— Start Data lines —

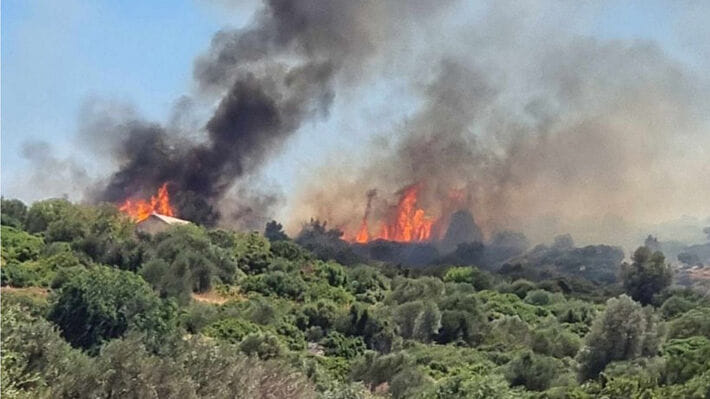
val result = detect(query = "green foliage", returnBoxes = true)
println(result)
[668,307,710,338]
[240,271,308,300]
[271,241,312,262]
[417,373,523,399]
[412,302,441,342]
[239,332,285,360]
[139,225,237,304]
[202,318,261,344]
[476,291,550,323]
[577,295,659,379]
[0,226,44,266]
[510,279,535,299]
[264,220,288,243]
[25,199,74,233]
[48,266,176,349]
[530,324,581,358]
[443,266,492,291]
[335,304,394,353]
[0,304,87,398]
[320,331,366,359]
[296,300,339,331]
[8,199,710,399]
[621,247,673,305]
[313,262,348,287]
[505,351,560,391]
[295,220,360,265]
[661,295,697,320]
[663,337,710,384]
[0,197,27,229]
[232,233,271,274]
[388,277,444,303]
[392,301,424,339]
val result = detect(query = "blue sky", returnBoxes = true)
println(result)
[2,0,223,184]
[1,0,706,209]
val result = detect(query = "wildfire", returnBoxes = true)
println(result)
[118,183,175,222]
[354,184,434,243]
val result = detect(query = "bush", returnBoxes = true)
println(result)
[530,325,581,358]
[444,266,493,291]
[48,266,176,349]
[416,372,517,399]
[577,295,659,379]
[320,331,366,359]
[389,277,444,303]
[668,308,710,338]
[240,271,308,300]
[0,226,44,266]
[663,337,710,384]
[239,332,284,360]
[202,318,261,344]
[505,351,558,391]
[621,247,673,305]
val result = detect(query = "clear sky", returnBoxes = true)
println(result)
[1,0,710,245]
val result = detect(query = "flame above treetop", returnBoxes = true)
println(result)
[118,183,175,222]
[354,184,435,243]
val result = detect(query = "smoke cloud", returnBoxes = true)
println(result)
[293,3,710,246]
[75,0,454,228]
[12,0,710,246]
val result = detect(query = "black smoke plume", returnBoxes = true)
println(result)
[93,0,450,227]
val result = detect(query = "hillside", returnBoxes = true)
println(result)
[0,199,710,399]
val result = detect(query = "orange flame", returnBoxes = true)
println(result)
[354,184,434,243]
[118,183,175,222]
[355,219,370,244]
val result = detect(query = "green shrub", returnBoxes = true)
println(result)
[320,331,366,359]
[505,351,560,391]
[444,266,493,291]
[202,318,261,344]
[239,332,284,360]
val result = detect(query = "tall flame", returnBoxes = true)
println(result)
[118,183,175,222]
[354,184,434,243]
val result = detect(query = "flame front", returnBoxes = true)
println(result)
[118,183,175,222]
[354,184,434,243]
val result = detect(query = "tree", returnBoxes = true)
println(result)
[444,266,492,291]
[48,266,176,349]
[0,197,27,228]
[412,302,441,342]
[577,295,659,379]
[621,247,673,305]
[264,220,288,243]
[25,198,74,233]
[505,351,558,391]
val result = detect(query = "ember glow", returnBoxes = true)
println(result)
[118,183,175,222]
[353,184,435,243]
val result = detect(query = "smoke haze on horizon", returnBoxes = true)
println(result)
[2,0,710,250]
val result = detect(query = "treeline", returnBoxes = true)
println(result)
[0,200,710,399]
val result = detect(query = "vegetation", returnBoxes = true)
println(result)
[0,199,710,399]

— End Data lines —
— Start Data lines —

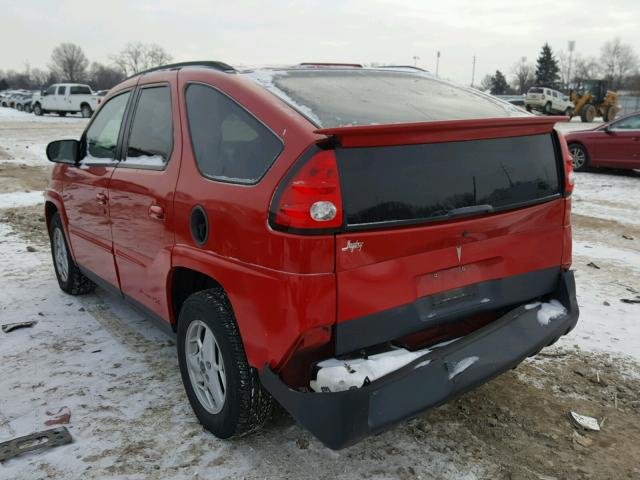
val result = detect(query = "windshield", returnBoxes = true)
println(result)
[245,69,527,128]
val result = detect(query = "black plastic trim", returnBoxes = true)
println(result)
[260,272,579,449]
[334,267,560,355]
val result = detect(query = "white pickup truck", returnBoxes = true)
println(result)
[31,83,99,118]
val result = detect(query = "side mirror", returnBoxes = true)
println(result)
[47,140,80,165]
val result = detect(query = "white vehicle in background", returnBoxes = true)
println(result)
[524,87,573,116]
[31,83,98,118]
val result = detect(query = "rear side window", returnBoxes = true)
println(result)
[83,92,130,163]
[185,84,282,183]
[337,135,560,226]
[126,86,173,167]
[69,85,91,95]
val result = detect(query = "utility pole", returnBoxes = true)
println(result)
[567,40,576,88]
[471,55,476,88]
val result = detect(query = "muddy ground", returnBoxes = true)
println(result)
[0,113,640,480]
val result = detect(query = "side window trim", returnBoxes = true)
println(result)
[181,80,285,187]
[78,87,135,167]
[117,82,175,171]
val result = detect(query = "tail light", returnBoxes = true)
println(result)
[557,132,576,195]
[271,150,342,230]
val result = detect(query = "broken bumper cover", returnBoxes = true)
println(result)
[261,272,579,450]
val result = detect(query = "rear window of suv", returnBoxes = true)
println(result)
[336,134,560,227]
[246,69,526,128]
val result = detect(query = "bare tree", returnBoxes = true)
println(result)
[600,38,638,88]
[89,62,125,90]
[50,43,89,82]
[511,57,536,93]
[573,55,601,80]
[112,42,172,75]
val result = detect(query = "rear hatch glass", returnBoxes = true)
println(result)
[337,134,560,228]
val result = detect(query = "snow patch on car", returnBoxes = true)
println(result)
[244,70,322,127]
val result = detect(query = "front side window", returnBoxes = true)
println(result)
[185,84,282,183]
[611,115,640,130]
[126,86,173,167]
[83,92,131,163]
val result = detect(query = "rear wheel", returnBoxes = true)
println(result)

— End Data lines —

» **Stated problem**:
How many lines in the rows above contain the string "green", with case counting? Reply with the number alone.

» **Exercise result**:
2